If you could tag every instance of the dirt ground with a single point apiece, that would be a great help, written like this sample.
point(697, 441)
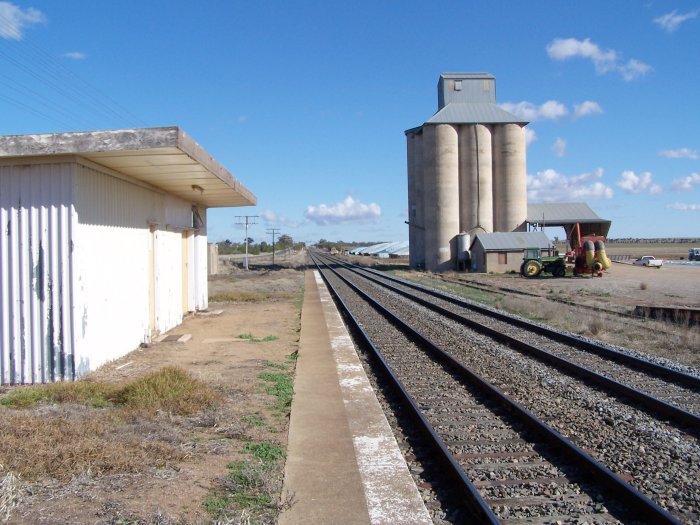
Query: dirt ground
point(623, 285)
point(175, 491)
point(263, 302)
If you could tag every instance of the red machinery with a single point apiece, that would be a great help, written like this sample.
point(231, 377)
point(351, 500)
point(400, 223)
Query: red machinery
point(587, 252)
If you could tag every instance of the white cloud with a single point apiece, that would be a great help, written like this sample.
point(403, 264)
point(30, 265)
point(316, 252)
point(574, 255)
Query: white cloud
point(682, 153)
point(686, 183)
point(271, 219)
point(13, 20)
point(347, 211)
point(633, 69)
point(604, 61)
point(684, 207)
point(559, 147)
point(75, 55)
point(530, 136)
point(586, 108)
point(630, 182)
point(550, 110)
point(550, 186)
point(671, 21)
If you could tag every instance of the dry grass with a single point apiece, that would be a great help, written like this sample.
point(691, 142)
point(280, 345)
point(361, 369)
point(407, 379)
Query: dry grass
point(71, 443)
point(127, 434)
point(10, 486)
point(670, 341)
point(248, 297)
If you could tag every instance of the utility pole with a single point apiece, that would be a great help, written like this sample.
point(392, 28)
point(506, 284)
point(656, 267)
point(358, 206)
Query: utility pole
point(273, 231)
point(246, 220)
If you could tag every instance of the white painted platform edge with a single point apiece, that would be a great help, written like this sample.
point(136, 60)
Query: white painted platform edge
point(392, 495)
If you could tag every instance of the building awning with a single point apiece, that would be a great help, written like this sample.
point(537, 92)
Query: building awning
point(567, 215)
point(511, 241)
point(166, 158)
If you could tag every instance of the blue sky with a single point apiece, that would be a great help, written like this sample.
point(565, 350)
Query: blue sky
point(306, 102)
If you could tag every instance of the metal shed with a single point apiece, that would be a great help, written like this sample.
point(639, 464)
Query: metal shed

> [CHALLENGE] Please put all of the data above into a JSON list of strings, one string for each line, with blank lines and the pictures left out.

> [SOLVED EXERCISE]
[
  "If you could tag every instance of the dirt ground with a single point apiece, that would be a great help, written like this sample.",
  "point(697, 441)",
  "Query: dirt ground",
  "point(623, 285)",
  "point(175, 491)",
  "point(263, 302)",
  "If you could tag every instance of the red machinery with a single point apiece, that would be a great help, written like this sample.",
  "point(231, 377)",
  "point(351, 500)",
  "point(400, 223)",
  "Query: red machinery",
  "point(587, 252)",
  "If you could tag every instance of the white cloud with a single point apiece, that would be a great help, written like this sample.",
  "point(403, 264)",
  "point(30, 265)",
  "point(316, 252)",
  "point(574, 255)",
  "Query: white cloud",
  "point(682, 153)",
  "point(686, 183)",
  "point(271, 219)",
  "point(13, 20)",
  "point(347, 211)",
  "point(633, 69)",
  "point(604, 61)",
  "point(684, 207)",
  "point(559, 147)",
  "point(75, 55)",
  "point(530, 136)",
  "point(586, 108)",
  "point(630, 182)",
  "point(550, 110)",
  "point(550, 186)",
  "point(671, 21)",
  "If you could tag every instance of the dry grass with a single point apiece, that would be a great help, written like this sample.",
  "point(691, 142)",
  "point(280, 345)",
  "point(361, 369)",
  "point(407, 379)",
  "Query: dry grass",
  "point(71, 443)",
  "point(127, 434)",
  "point(10, 486)",
  "point(670, 341)",
  "point(248, 297)",
  "If you could tag every instance of the utility pole with a single point apiece, that would be a great help, written like this sample.",
  "point(392, 28)",
  "point(506, 284)",
  "point(656, 267)",
  "point(358, 206)",
  "Query: utility pole",
  "point(273, 231)",
  "point(246, 220)",
  "If you could tag every instance of the white painted platform edge with a single point apiece, that would be a great help, written like this sample.",
  "point(136, 60)",
  "Query: white painted platform edge",
  "point(392, 495)",
  "If you could tag every instance of the building awning with a single point apiece, that would be a great help, written like this sample.",
  "point(537, 92)",
  "Query: building awning",
  "point(567, 215)",
  "point(511, 241)",
  "point(166, 158)",
  "If you could tag every instance of the blue sky with a single point apiece, that would be a great help, written like this sample.",
  "point(565, 350)",
  "Query: blue sky",
  "point(306, 102)",
  "If you could tag every instance of the metal shed with a single point apiece, that would be a great help, written like this sample.",
  "point(639, 464)",
  "Query: metal shed"
]